● What you need to do
Please turn the lines from the very first one through the line containing "positive clicks: (39, 74)", both included, into a numbered list, leaving out any blank lines.

● Data for this task
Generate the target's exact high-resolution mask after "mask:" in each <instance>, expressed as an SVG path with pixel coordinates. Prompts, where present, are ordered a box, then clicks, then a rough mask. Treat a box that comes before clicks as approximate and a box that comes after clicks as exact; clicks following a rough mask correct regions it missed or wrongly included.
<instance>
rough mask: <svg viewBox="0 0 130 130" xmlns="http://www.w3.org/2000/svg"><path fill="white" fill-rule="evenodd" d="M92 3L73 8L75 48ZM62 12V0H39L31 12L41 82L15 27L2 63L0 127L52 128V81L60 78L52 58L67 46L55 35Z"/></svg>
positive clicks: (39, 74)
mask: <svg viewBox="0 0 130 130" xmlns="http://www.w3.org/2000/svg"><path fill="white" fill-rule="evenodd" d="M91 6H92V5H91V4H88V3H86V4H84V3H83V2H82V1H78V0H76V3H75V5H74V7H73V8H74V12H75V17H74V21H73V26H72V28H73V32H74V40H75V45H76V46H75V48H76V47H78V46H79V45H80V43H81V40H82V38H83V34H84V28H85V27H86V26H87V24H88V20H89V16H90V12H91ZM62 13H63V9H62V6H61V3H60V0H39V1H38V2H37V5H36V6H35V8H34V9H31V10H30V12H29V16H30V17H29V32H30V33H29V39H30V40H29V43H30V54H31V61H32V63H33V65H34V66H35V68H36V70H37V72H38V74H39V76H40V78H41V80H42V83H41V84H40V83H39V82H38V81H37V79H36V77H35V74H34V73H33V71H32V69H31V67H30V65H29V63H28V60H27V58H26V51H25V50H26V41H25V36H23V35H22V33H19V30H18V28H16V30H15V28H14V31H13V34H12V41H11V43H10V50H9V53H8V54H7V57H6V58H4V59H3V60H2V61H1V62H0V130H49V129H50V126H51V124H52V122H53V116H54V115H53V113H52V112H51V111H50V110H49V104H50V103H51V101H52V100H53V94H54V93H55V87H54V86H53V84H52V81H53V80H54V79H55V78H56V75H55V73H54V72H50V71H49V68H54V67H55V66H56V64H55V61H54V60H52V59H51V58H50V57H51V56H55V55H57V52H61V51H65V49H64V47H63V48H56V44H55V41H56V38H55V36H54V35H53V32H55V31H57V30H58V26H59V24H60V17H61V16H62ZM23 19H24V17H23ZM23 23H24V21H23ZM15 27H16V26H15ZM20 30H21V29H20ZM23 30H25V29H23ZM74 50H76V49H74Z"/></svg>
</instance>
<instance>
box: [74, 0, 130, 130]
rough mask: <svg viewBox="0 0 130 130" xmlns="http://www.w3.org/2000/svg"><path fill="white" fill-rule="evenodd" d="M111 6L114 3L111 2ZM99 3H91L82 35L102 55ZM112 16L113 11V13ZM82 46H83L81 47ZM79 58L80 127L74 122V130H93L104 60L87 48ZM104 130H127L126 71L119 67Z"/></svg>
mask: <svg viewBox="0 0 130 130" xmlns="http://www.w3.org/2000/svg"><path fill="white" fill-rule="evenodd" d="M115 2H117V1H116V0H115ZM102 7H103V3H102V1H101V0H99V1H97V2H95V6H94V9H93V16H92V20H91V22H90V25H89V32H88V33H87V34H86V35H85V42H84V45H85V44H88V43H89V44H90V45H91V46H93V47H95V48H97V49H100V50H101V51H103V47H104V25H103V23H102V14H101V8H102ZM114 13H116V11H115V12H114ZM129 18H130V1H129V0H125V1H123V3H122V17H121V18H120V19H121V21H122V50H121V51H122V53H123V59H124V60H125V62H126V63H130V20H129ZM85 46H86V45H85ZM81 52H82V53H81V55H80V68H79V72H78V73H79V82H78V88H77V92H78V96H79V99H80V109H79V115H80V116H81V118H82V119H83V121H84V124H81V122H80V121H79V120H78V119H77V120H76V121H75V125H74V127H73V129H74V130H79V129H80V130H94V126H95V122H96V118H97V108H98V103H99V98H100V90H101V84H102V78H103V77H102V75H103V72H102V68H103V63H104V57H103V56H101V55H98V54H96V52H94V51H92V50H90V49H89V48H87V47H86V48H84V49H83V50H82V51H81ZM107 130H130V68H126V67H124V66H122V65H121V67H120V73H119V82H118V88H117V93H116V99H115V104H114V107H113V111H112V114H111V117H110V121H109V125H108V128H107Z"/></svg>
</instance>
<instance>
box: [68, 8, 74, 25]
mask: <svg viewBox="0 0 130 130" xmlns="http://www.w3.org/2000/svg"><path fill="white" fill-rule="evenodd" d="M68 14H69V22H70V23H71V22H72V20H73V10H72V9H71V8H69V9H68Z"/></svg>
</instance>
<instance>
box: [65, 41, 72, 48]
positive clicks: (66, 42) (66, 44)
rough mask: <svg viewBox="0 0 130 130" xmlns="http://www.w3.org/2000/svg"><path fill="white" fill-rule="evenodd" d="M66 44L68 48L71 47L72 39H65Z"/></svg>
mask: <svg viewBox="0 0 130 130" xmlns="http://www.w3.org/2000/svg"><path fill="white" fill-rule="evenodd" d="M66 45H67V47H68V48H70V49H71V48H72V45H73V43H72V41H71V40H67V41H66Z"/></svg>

● Response for this exercise
1. Generate the target's exact high-resolution mask after "mask:" in each <instance>, expressed as an SVG path with pixel coordinates. Prompts, where present, are ordered a box, then clicks, then a rough mask. Treat a box that comes before clicks as approximate and a box that comes after clicks as exact; clicks following a rough mask correct regions it missed or wrongly included.
2. <instance>
3. rough mask: <svg viewBox="0 0 130 130" xmlns="http://www.w3.org/2000/svg"><path fill="white" fill-rule="evenodd" d="M92 3L73 8L75 48ZM62 12V0H39L31 12L41 82L15 27L2 63L0 127L52 128V81L60 78L52 58L67 46L55 35Z"/></svg>
4. positive clicks: (39, 74)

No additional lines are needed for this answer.